▸ Instructions to follow:
A verbatim copy of the data below is the required output.

*** Data for review Section Begins ***

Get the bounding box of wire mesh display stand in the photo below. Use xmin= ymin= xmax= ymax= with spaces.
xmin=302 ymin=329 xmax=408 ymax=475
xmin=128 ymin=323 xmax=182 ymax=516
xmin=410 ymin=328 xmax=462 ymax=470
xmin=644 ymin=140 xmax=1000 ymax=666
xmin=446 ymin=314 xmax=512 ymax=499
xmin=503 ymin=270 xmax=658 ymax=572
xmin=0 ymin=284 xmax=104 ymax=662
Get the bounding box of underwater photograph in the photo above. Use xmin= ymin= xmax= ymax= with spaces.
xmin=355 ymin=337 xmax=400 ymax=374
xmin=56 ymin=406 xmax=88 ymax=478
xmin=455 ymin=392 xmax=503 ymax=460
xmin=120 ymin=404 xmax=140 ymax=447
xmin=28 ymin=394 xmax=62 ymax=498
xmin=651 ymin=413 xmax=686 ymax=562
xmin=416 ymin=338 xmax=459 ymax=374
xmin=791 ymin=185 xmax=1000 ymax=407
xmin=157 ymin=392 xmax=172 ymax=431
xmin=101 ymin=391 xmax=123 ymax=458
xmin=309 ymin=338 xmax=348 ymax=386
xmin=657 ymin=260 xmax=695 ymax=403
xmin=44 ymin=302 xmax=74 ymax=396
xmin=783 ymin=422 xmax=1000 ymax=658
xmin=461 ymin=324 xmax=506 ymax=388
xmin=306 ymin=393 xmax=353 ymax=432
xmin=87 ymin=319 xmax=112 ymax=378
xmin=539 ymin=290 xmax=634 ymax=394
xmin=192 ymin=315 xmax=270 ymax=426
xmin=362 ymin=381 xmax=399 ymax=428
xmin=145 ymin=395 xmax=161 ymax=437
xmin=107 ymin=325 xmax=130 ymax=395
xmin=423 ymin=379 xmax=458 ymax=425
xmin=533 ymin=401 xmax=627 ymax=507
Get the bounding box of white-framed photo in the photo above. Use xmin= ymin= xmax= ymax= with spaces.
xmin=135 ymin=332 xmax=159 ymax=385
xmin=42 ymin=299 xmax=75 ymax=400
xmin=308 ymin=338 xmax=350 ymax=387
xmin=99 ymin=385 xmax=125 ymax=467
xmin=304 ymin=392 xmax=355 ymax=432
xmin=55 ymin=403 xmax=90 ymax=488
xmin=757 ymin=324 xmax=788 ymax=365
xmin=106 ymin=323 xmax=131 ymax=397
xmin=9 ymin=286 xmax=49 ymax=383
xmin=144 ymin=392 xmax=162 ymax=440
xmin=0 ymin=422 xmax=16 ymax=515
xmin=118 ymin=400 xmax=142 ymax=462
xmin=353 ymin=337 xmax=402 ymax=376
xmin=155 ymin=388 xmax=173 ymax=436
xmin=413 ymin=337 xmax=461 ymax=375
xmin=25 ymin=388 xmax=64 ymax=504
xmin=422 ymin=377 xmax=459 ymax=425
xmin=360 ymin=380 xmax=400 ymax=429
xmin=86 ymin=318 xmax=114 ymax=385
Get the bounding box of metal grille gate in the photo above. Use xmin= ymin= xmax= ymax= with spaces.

*** Data for review Section Ends ***

▸ Response to the exercise:
Get the bounding box of wire mesh display stand in the photo below. Use xmin= ymin= xmax= ymax= with spaces.
xmin=302 ymin=329 xmax=408 ymax=475
xmin=128 ymin=323 xmax=182 ymax=516
xmin=410 ymin=328 xmax=462 ymax=470
xmin=644 ymin=140 xmax=1000 ymax=666
xmin=446 ymin=314 xmax=512 ymax=499
xmin=503 ymin=270 xmax=658 ymax=572
xmin=0 ymin=284 xmax=104 ymax=662
Get the bounding box of underwater photograph in the photo above. Use xmin= ymin= xmax= ymax= with spaces.
xmin=355 ymin=337 xmax=400 ymax=374
xmin=56 ymin=406 xmax=88 ymax=478
xmin=455 ymin=392 xmax=503 ymax=460
xmin=120 ymin=404 xmax=140 ymax=447
xmin=28 ymin=394 xmax=62 ymax=498
xmin=651 ymin=413 xmax=686 ymax=562
xmin=416 ymin=338 xmax=459 ymax=374
xmin=791 ymin=185 xmax=1000 ymax=407
xmin=157 ymin=392 xmax=172 ymax=431
xmin=101 ymin=391 xmax=123 ymax=458
xmin=309 ymin=338 xmax=348 ymax=386
xmin=657 ymin=260 xmax=695 ymax=403
xmin=44 ymin=302 xmax=74 ymax=396
xmin=783 ymin=422 xmax=1000 ymax=658
xmin=461 ymin=324 xmax=506 ymax=388
xmin=306 ymin=393 xmax=353 ymax=432
xmin=87 ymin=319 xmax=112 ymax=378
xmin=539 ymin=290 xmax=634 ymax=394
xmin=192 ymin=315 xmax=270 ymax=426
xmin=362 ymin=381 xmax=399 ymax=428
xmin=145 ymin=395 xmax=161 ymax=437
xmin=107 ymin=325 xmax=130 ymax=395
xmin=423 ymin=379 xmax=458 ymax=425
xmin=533 ymin=401 xmax=627 ymax=507
Get the bounding box of white-framed photo in the photo above. Use xmin= ymin= xmax= ymax= with spaces.
xmin=135 ymin=332 xmax=159 ymax=385
xmin=42 ymin=299 xmax=75 ymax=400
xmin=308 ymin=338 xmax=350 ymax=387
xmin=99 ymin=385 xmax=125 ymax=467
xmin=304 ymin=392 xmax=355 ymax=432
xmin=55 ymin=403 xmax=90 ymax=488
xmin=757 ymin=324 xmax=788 ymax=365
xmin=106 ymin=323 xmax=131 ymax=397
xmin=9 ymin=286 xmax=49 ymax=383
xmin=144 ymin=392 xmax=162 ymax=440
xmin=0 ymin=422 xmax=16 ymax=515
xmin=118 ymin=400 xmax=142 ymax=462
xmin=353 ymin=337 xmax=402 ymax=376
xmin=155 ymin=388 xmax=173 ymax=436
xmin=413 ymin=337 xmax=461 ymax=375
xmin=25 ymin=388 xmax=64 ymax=504
xmin=422 ymin=377 xmax=459 ymax=425
xmin=360 ymin=380 xmax=400 ymax=429
xmin=86 ymin=318 xmax=114 ymax=385
Get the bounding box of metal grille gate in the photo above. Use xmin= ymin= xmax= ymax= with spaces.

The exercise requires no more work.